**Consegna 1**
Ritrascriva le righe dei record, dall'inizio fino alla riga che contiene "[(20, 193), (61, 187), (135, 199)]" inclusa, sostituendo "metal" con "steel" e lasciando invariato tutto il resto.

**Estratto**

──────────────────────────────

Tutti vivono molto felici in questa arcadia – con l’occasionale batticuore di una visita dell’Inglese, cui bisogna far credere che le distinzioni sociali siano debitamente rispettate – fino al secondo disastro, che è in realtà una combinazione di disastri. Alla morte del Cittadino Marchese, i di lui avidi e malvagi nipoti accusano Céline di un reato che non ha commesso per poterle sottrarre la parte di eredità lasciatale dallo zio. La poveretta, imprigionata alla Salpétrière, perde anche la memoria. L’Inglese ricompare soltanto per portarsi via bambina e bambinaia, e Toussaint deve nascondersi per non essere venduto, visto che la sua lettera di affrancamento non si trova più.

Il romanzo diviene a questo punto epistolare, perché Sophie scrive a Toussaint dall’Inghilterra, raccontandogli le sue numerose infelicità: deve vivere in un cupo maniero di campagna, fingersi analfabeta, sopportare che la piccola Adèle venga trattata con un certo distacco, capire chi è la misteriosa signora rinchiusa in un’ala della casa, e guardare mentre quella cretina incapace di sentimenti dell’istitutrice inglese s’innamora del padrone…

Qualcosa comincia a suonarvi familiare? Dovrebbe, perché l’istitutrice inglese altri non è che Jane Eyre, e il bieco Monsieur Edouard è naturalmente Mr. Rochester, con la moglie pazza rinchiusa nella soffitta. Solo che nulla è come credevate voi e Jane, perbacco! D’altra parte, Jane è una sciocca accecata in pari misura dai suoi pregiudizi inglesi e dal suo “amore da serva”. Il vero volto di Rochester l’abbiamo già visto, e la moglie pazza – tenetevi forte – non è pazza affatto! Il suo unico difetto è quello di avere sempre sostenuto la libertà degli schiavi e di essere stata innamorata in gioventù di un mulatto. Rochester la tiene rinchiusa solo perché, con i suoi discorsi di uguaglianza e libertà, Bertha è socialmente imbarazzante.

Capito che cosa ci teneva nascosto Miss Bronte? Vatti a fidare!

──────────────────────────────

[Voci di dati]

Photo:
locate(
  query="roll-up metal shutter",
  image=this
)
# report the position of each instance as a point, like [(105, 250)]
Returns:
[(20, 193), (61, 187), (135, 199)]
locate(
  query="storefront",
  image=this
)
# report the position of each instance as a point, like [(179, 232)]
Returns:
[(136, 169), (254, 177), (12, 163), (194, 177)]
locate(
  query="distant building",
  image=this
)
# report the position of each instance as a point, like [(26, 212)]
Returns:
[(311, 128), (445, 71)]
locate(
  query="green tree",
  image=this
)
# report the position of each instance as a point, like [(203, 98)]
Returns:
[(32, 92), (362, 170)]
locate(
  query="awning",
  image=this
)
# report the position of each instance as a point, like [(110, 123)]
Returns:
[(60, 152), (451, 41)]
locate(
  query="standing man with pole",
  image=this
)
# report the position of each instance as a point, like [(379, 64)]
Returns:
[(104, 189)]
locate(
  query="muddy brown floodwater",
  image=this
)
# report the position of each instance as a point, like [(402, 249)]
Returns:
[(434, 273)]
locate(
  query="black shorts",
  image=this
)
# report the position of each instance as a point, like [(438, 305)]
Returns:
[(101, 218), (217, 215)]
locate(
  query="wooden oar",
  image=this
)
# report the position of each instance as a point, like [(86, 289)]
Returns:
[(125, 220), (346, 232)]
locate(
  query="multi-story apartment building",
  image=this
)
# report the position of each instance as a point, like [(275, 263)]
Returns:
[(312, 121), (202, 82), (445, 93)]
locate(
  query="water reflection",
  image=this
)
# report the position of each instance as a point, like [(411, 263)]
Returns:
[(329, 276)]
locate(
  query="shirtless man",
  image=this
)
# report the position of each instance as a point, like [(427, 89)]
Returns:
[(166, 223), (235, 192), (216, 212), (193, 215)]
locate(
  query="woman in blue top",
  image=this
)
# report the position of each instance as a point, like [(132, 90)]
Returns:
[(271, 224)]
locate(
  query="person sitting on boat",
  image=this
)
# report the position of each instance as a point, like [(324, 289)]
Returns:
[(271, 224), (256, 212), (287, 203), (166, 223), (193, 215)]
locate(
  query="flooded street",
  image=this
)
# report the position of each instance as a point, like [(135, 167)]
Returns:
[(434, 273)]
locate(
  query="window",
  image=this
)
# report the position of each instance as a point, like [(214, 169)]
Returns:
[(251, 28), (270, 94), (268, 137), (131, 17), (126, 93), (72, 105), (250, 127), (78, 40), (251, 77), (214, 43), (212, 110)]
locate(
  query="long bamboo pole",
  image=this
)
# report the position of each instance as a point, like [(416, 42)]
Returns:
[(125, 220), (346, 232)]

──────────────────────────────

**Consegna 2**
Riporti fedelmente il passo dell'estratto da "Qualcosa comincia a" a "Vatti a fidare!".

**Risultato 1**
Photo:
locate(
  query="roll-up steel shutter",
  image=this
)
# report the position of each instance as a point, like [(105, 250)]
Returns:
[(20, 193), (61, 187), (135, 199)]

**Risultato 2**
Qualcosa comincia a suonarvi familiare? Dovrebbe, perché l’istitutrice inglese altri non è che Jane Eyre, e il bieco Monsieur Edouard è naturalmente Mr. Rochester, con la moglie pazza rinchiusa nella soffitta. Solo che nulla è come credevate voi e Jane, perbacco! D’altra parte, Jane è una sciocca accecata in pari misura dai suoi pregiudizi inglesi e dal suo “amore da serva”. Il vero volto di Rochester l’abbiamo già visto, e la moglie pazza – tenetevi forte – non è pazza affatto! Il suo unico difetto è quello di avere sempre sostenuto la libertà degli schiavi e di essere stata innamorata in gioventù di un mulatto. Rochester la tiene rinchiusa solo perché, con i suoi discorsi di uguaglianza e libertà, Bertha è socialmente imbarazzante.

Capito che cosa ci teneva nascosto Miss Bronte? Vatti a fidare!